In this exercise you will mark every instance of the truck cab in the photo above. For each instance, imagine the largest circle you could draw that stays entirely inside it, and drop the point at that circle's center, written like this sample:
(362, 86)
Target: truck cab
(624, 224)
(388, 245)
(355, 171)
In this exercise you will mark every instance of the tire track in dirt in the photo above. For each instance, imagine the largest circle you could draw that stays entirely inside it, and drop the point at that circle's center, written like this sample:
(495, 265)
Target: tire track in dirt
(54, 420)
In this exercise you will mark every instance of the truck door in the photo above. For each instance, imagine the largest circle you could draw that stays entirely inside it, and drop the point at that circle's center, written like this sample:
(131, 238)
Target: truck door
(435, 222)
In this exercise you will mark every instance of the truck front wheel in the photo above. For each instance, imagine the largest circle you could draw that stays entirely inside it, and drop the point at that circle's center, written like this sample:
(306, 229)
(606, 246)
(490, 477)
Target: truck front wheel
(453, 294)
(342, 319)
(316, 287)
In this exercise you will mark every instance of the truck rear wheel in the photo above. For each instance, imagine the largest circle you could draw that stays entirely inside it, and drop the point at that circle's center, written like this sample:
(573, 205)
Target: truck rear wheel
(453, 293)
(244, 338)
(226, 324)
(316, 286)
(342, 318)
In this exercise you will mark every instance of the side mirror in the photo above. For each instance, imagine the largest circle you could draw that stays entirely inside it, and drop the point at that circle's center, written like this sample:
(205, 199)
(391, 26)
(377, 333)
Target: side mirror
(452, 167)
══════
**Work instruction:** Reproduce every record, making sure each one stays exactly the same.

**Written reply:**
In this exercise you will mark every instance of the truck cab in the photo above. For each instance, imagine the largest circle you could draw that stays entirely inside it, and drop the point at that circle's center, written like this sample:
(362, 86)
Target: truck cab
(624, 224)
(388, 245)
(355, 171)
In this exercise you will mark every instance of the tire track in dirt in the photo above. For each instance, imagine the largest circle you could draw that stays entirely inside it, and drop the point at that circle's center, written like this sample:
(495, 265)
Target: tire track in dirt
(54, 420)
In this exercise you will mark every instance of the truck door in the photo above. For each instance, imagine the largest circle you could draw that stays entirely inside it, and drop the point at that circle's center, written like this sample:
(131, 238)
Target: truck door
(435, 222)
In this exercise you will mark every instance of the truck front wheel in the photo above. For each instance, imagine the largest circle you could draw that stays entirely inside it, and drop the point at that circle's center, written like this sample:
(306, 229)
(606, 246)
(490, 477)
Target: truck front wheel
(453, 294)
(342, 319)
(316, 287)
In this exercise you will mark every instance of the truck rear wheel in the photo above. For each instance, imagine the largest circle you could draw that stays entirely inside it, and drop the point at that circle's center, written like this sample:
(573, 205)
Target: truck rear wheel
(453, 293)
(244, 338)
(226, 324)
(316, 286)
(342, 318)
In this exercise you will mark every instance of the side mirror in the photo above. For each instance, imagine the largest circle you could draw that stays entirely inside it, and drop the point at that circle's center, written like this sample:
(205, 199)
(391, 26)
(377, 333)
Target: side mirror
(452, 167)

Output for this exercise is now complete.